● **Document**
"Producer" method with argument lifetime linked

Hello everyone!

I'am very new to rust, and while working on simple pet project stuck on, potentially trivial, question.

Context is my lack of lifetime understanding(what a suprise...).

I'am using roxmltree library to parse xml.(The problem is not related to specific library but to lifetime code pattern).

It has parse method, which produces structure, containing reference to source string slice.

Method signature is:

https://github.com/RazrFalcon/roxmltree/blob/master/src/parse.rs#L256

And the document structure is:
https://github.com/RazrFalcon/roxmltree/blob/master/src/lib.rs#L74

My problem is when I want to obtain string inside some method and build document right there and return constructed document from this method, e.g.:

fn some_string_producer() -> String {
    return String::from(r"<aaa></aaa>");
}

fn some_method<'s>() -> Document<'s> {
    let src = some_string_producer();
    let doc = Document::parse(&src).expect("Failed to parse xml");
    return doc; //it is incorrect and it's fair...but how to be?

● **Records**
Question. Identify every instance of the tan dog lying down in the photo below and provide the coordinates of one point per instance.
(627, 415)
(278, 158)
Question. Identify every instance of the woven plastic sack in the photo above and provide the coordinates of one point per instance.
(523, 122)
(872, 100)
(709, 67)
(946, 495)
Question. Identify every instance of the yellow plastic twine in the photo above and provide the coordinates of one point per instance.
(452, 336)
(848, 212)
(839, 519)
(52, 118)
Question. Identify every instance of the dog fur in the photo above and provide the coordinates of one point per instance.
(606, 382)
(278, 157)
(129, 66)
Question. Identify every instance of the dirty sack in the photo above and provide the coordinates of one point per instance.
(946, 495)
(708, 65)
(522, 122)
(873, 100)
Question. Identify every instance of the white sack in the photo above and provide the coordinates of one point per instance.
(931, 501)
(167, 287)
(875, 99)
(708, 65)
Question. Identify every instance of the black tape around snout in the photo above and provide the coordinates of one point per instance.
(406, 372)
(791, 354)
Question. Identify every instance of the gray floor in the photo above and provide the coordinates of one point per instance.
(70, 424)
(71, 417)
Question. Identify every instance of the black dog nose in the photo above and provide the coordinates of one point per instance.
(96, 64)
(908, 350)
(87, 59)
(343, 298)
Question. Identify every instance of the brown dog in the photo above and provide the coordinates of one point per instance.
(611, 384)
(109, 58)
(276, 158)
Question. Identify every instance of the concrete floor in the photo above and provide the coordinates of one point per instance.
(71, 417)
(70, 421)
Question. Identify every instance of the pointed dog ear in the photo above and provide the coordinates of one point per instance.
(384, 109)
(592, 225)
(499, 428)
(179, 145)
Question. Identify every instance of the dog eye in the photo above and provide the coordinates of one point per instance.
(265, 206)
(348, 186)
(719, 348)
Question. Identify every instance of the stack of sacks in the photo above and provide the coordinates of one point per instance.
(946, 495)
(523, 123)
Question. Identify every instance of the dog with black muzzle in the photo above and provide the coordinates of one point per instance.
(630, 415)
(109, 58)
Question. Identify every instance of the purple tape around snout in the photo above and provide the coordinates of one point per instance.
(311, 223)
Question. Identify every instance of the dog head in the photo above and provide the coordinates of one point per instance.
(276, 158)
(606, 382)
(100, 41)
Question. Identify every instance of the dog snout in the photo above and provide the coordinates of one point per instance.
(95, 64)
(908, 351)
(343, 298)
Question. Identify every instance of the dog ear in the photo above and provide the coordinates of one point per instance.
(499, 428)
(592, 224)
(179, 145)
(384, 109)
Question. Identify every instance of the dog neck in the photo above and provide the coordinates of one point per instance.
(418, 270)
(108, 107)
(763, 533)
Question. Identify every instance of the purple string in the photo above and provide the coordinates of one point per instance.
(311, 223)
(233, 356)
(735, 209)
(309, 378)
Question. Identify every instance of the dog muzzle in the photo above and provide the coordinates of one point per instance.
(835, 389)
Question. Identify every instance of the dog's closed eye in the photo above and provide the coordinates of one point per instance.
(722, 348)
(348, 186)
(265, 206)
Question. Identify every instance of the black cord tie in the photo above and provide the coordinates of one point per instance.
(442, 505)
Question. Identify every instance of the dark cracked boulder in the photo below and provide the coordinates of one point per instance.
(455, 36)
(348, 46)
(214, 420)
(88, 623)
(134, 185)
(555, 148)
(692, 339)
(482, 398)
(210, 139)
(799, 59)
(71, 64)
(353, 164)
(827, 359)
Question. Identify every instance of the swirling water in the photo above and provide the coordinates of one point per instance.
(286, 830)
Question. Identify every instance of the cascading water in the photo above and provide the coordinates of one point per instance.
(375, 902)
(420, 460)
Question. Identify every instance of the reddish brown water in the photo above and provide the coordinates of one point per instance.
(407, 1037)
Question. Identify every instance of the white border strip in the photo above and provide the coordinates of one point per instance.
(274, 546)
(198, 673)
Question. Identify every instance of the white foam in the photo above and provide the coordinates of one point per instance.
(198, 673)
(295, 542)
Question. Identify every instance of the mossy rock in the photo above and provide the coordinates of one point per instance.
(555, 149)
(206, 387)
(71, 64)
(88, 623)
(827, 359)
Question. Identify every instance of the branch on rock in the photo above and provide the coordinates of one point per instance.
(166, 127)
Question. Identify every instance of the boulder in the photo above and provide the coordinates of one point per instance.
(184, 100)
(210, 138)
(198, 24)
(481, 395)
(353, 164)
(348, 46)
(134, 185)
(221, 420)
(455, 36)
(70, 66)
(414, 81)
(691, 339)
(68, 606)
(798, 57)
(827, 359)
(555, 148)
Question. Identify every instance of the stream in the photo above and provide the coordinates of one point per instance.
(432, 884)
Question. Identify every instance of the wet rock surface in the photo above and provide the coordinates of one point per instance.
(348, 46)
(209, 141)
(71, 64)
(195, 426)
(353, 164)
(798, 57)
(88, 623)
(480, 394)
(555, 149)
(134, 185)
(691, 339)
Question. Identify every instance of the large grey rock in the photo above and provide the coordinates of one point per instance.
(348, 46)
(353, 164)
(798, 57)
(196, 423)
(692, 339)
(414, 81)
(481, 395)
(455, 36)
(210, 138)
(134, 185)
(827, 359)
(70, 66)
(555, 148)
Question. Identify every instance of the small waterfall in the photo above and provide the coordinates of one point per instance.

● **Task statement**
List every function or method that is called inside the code in the post about returning a parsed document. The records have nothing to do with the post.

● **Expected output**
- String::from
- some_string_producer
- Document::parse
- expect